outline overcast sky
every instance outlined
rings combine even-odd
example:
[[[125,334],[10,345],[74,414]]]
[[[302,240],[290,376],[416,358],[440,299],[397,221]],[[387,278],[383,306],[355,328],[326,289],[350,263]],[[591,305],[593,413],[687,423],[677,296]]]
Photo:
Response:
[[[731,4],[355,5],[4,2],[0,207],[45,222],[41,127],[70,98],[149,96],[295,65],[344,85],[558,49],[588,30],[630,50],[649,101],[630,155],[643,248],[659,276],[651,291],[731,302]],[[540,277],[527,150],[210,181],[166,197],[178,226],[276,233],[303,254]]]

#####

Given request = Please rewrite all of the records with "overcast sky" swapped for "cloudy sky", leaving everything else as it is.

Solution for this problem =
outline cloudy sky
every instance outlined
rings combine even-odd
example:
[[[125,334],[10,345],[74,414]]]
[[[302,240],[290,376],[416,358],[440,299],[397,221]],[[387,278],[383,306],[355,328],[326,289],[350,263]],[[591,305],[593,413],[687,423],[677,296]]]
Photo:
Response:
[[[731,4],[355,5],[4,2],[0,207],[45,222],[41,127],[70,98],[149,96],[295,65],[344,85],[558,49],[588,30],[630,50],[649,101],[630,155],[643,248],[659,276],[651,291],[731,302]],[[540,277],[527,150],[210,181],[166,197],[178,226],[276,233],[303,254]]]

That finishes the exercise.